● SELECTED PASSAGE:
.....

Avoiding / Preventing Heat Related Injuries

                                

The goal in participating in hot weather is to avoid fluid loss from the body or dehydration. Water not only accounts for some 98% of our body composition, but functions to help deliver oxygen to working muscles, and keeps the body from overheating during strenuous activity. Hard working muscles generate heat which is dissipated through the act of sweating. Evaporation of sweat on the skin allows the body to get rid of this heat and cool it off. The following recommendations are some key guidelines for soccer participation in the heat:

1. Avoid dehydration and make sure you pre-hydrate: Don’t wait till you feel thirsty because the body will not be able to tell you in time that you are dehydrated, here are some practical recommendations:

  • 2 hours before exercise, drink at least 500 ml (an average bottle of water)
  • 1 hour before exercise, drink at least 250 ml (half an average bottle of water
  • During the exercise, drink at least 100 ml – 250 ml every 15 - 20 minutes
  • Immediately after the exercise, drink at least 500 ml of water or an electrolyte replacing drink
  • 1 hour after a training session or game consider drinking 500 ml of skim milk or chocolate milk for protein and muscle repair

2. As a rule of thumb you should drink at least 500 ml for every 20 lbs of body weight, therefore, someone weighing 140 lbs needs to drink at least 3500 ml of fluid per day if training or playing that day.

3. Drinking carbohydrate and electrolyte fluids may be beneficial in avoiding heat trauma.

4. Wearing light breathable clothing is advised.

5. Officials should be very cautious in authorizing games and practices in environments where the temperature plus humidity combined are 35 C and over. They should inquire of the participants to ensure pre-event hydration, medication use and susceptibility to heat injury (prior occurrence). Also unlimited substitution is recommended during games as is frequent fluid brakes and fluid availability on both sides of the field.

.....

● AVAILABLE DATA:
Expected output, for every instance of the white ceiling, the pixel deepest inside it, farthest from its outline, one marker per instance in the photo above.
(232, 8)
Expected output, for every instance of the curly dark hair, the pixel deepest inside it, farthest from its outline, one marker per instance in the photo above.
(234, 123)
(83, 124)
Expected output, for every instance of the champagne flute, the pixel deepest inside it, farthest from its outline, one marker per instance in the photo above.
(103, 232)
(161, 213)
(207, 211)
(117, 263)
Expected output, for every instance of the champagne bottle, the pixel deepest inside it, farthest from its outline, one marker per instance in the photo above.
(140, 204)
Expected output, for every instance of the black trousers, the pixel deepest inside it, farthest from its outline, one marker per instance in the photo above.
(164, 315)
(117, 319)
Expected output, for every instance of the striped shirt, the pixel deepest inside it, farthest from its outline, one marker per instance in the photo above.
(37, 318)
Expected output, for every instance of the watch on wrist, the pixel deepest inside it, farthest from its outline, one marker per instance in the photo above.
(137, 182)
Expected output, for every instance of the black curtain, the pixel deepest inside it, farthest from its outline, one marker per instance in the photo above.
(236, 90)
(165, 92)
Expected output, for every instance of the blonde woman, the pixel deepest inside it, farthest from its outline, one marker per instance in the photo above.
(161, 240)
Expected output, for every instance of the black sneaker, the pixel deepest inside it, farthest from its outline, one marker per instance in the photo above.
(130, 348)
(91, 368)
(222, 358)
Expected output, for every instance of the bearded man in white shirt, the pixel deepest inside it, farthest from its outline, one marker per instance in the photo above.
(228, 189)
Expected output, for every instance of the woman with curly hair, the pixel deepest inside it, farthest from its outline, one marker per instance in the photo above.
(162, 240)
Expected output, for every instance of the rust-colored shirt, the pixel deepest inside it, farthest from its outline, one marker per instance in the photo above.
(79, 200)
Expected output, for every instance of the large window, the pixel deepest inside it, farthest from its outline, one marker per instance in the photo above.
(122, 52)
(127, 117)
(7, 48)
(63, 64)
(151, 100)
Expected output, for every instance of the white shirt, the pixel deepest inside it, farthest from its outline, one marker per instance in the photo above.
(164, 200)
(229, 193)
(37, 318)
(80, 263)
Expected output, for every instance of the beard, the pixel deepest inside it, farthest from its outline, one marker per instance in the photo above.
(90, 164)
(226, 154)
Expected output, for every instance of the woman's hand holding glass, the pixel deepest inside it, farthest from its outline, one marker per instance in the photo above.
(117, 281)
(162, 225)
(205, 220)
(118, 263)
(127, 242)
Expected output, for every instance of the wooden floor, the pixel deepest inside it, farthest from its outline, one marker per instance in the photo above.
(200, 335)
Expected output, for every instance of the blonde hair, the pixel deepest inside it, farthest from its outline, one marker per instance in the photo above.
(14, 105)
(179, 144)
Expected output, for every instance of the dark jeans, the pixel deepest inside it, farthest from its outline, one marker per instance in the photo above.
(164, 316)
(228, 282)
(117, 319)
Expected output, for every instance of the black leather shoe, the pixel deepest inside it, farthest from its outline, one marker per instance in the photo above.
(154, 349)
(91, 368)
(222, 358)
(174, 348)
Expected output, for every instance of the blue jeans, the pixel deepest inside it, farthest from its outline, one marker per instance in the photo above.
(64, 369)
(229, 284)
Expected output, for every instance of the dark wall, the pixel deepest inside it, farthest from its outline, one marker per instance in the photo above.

.....

● DIRECTIONS: Pick up the guidelines on preventing heat-related injuries and continue them from their final sentence.

● OUTPUT OF THE EXERCISE:
What are the risk factors which could predispose a soccer player to heat injury? Listed below are the major risk factors but this is by no means an exhaustive list:

  • Not being acclimatized
  • Unfit
  • Hypo hydration
  • Hyper hydration
  • Use of a variety of medications or supplements
  • Certain medical conditions (cardiac, lung)

How can you tell if one of your soccer players is experiencing heat injury? Below is a list of the early warning signs to look for and again, this is not an exhaustive list:

  • Flushed face
  • Hyperventilation or shortness of breath
  • Headache
  • Dizziness
  • Tingling arms
  • Goose bumps (hair on arms standing on end)
  • Chilliness
  • Poor coordination
  • Confusion, agitation, uncooperativeness

There are 3 main types of heat injury:

1. Heat Cramps - these are the mildest form of heat trauma and are commonly related to low body sodium and chloride levels. Signs & Symptoms include - weakness, muscle cramps, collapse with low blood pressure. Treatment - is aimed at replacing the salt loss and can be oral or by intravenous if vomiting is a problem. Having athletes put a little extra salt on their food the day before and day of game can be a helpful way to avoid this condition.

2. Heat Exhaustion - this is a more severe medical event as follows. Signs & Symptoms include - weakness, irritability, collapse, unable to sweat adequately to promote body cooling, my proceed in the more ominous heat stroke and a fine rash is often present. Treatment - remove athlete to a cooler environment, use ice baths, fans.

3. Heat Stroke - THIS IS A MEDICAL EMERGENCY - it is due to a failure of the heat-controlling mechanism. It may occur merely as a result of exposure to heat. Signs & Symptoms include - mental confusion, headache, poor coordination, delirium, convulsions and death. The body temperature may be 106 F or 40.5 C or higher, the skin is usually hot and dry as the sweating mechanism has failed. Treatment - Call 911 and transport to a local Hospital. Rapid cooling is the goal using wet towels, spray mist, sponge baths and removal from the heat. This condition could cause the athlete to go into shock and coma may follow so immediate medical attention is required.